Segment Start: Task data

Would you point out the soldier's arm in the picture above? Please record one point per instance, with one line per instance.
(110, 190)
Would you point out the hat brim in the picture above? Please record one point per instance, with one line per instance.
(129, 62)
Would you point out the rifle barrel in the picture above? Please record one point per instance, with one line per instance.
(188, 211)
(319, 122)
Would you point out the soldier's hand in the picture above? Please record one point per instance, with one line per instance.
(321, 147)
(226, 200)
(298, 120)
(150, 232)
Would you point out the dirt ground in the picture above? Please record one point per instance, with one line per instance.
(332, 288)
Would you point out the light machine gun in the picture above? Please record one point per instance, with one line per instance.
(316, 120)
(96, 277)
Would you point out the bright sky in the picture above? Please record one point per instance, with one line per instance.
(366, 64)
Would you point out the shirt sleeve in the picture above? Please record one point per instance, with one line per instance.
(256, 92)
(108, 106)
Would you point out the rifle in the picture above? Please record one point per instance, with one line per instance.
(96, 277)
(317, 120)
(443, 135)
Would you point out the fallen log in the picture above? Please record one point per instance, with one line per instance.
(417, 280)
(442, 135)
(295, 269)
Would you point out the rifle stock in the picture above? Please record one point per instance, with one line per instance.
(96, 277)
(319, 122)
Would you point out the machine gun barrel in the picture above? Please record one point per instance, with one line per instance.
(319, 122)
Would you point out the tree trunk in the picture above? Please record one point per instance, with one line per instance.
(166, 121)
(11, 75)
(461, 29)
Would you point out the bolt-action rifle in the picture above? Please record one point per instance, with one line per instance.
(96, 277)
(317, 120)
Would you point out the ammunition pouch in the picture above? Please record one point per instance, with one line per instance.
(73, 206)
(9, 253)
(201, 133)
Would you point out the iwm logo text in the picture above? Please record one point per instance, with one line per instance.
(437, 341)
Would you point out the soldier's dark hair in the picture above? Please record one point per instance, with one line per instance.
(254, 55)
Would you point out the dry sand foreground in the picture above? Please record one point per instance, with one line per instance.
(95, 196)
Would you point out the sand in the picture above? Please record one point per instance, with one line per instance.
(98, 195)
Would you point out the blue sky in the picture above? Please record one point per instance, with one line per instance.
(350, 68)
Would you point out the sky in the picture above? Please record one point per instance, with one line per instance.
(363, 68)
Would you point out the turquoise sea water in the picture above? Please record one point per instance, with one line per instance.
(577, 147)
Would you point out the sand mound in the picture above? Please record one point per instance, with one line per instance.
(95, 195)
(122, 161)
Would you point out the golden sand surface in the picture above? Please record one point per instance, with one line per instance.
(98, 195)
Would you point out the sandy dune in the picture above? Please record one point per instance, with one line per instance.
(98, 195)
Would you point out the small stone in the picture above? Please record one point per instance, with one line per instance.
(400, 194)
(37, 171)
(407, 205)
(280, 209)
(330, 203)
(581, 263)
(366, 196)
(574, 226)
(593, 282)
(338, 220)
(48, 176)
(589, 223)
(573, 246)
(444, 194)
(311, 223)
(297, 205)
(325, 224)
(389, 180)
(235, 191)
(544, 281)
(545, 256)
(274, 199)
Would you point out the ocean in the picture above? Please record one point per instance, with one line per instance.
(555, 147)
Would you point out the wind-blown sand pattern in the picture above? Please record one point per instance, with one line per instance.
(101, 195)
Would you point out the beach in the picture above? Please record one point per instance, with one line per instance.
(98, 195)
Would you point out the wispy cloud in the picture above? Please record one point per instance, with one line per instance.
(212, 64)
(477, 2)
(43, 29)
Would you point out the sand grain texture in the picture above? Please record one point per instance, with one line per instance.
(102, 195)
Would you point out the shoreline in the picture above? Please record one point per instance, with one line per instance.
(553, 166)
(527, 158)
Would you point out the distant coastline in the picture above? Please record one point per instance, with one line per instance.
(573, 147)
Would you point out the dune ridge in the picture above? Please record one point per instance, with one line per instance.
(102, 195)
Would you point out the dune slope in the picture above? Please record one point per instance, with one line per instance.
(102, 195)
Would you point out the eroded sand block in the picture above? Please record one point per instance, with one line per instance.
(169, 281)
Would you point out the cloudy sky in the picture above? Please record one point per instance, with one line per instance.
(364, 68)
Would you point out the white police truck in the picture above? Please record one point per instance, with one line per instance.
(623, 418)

Segment End: Task data

Line by line, output the records exactly as given.

Would you point out the soldier's arm in the picture above? Please record one point per instance, with one line per instance.
(110, 190)
Would you point out the hat brim in the picture above? Please record one point per instance, with one line per instance.
(129, 62)
Would you point out the rifle barrel in the picture above? Please record one point per instance, with one line per instance.
(188, 211)
(319, 122)
Would you point out the soldier's hand in the picture above? Please record one point per instance, with one line per instance.
(321, 147)
(226, 200)
(298, 120)
(150, 232)
Would you point out the dirt ground in the picture above? Please record one point per instance, with one line per instance.
(332, 288)
Would you point out the light machine gun in the picture above? Please record one point per instance, with one line per instance.
(316, 120)
(96, 277)
Would you point out the bright sky in the picture above? Please record one point per instance, with one line per instance.
(366, 64)
Would you point out the shirt sleeve in the picture above? Please record one point per instance, with one line per instance.
(256, 92)
(108, 106)
Would you point out the rifle in the picture above? Please record one point per instance, with one line per instance.
(96, 277)
(317, 120)
(443, 135)
Would you point out the fallen log in the picture above? Please record one point per instance, with one line per instance.
(417, 280)
(442, 135)
(295, 269)
Would you point out the rifle stock in the picture above? Please record one point per instance, with one line per instance.
(96, 277)
(319, 122)
Would you point out the machine gun barrel in the picture above? Please record one point per instance, with one line per instance.
(319, 122)
Would you point out the tree trunk in the picture above? Please record one point per instance, with one line per instance.
(166, 121)
(11, 75)
(461, 29)
Would you point out the bolt-action rifle in the picture above? Please record one point per instance, with one line per instance.
(96, 277)
(317, 120)
Would you point out the ammunition pouch in the picture above? Please record one point per instance, with one line per instance.
(73, 206)
(9, 253)
(201, 133)
Would you point out the iwm logo text in the picture above? Please record one point per instance, with one line per instance.
(437, 341)
Would you point out the soldier's dark hair in the picture above? Please record one point per instance, with one line per instance.
(254, 55)
Would you point out the dry sand foreground in the picture above? Please record one point per instance, with one line per instance.
(95, 196)
Would you point out the sand in the picture above? Please record one point per instance, with one line per instance.
(98, 195)
Would you point out the blue sky in the picture above? Please record one point per instance, with one line per instance.
(350, 68)
Would you point out the sky in the picture above? Please record one point per instance, with one line per instance.
(363, 68)
Would you point out the turquoise sea water in the picture above? Please record one point per instance, with one line per instance.
(577, 147)
Would you point out the sand mound in the picture above? Please record one point per instance, with one line per instance.
(95, 195)
(122, 161)
Would you point out the golden sand surface in the picture above? Please record one point per instance, with one line per instance.
(98, 195)
Would you point out the sandy dune in the picture above? Please record one point per instance, with one line per instance.
(98, 195)
Would you point out the small stone in the picture above? Please record one point per instance, with one line per instance.
(400, 194)
(37, 171)
(407, 205)
(280, 209)
(330, 203)
(581, 263)
(366, 196)
(574, 226)
(593, 282)
(338, 220)
(48, 176)
(589, 223)
(573, 246)
(444, 194)
(311, 223)
(297, 205)
(325, 224)
(389, 180)
(235, 191)
(544, 281)
(545, 256)
(274, 199)
Would you point out the ocean in the picture above? Please record one point per instance, with one line per instance.
(555, 147)
Would you point out the wind-blown sand pattern in the picture above? Please record one point per instance, with one line per instance.
(101, 195)
Would you point out the beach in the picture above? Please record one point per instance, with one line per instance.
(98, 195)
Would you point out the wispy cloud in the picture above? Please record one point per instance, with one line per instance.
(212, 64)
(477, 2)
(43, 29)
Would you point out the sand grain texture in the picture above? Please record one point per instance, with one line per instance.
(102, 195)
Would you point out the shoreline in the picture above? Please record one point per instance, with one line per instance.
(553, 166)
(527, 158)
Would you point out the distant coastline in the picture above? Please record one point per instance, with one line per instance.
(573, 147)
Would you point out the dune ridge in the picture above? Please record one point per instance, with one line per instance.
(102, 195)
Would you point out the dune slope in the picture above? Please record one point per instance, with one line per instance.
(102, 195)
Would you point out the eroded sand block in the picture above? Please record one point per instance, with one line per instance.
(169, 281)
Would you point out the cloudy sky in the picture above? Please record one point per instance, with one line per instance.
(364, 68)
Would you point out the white police truck in the picture above? Please record one point per instance, with one line per instance.
(623, 418)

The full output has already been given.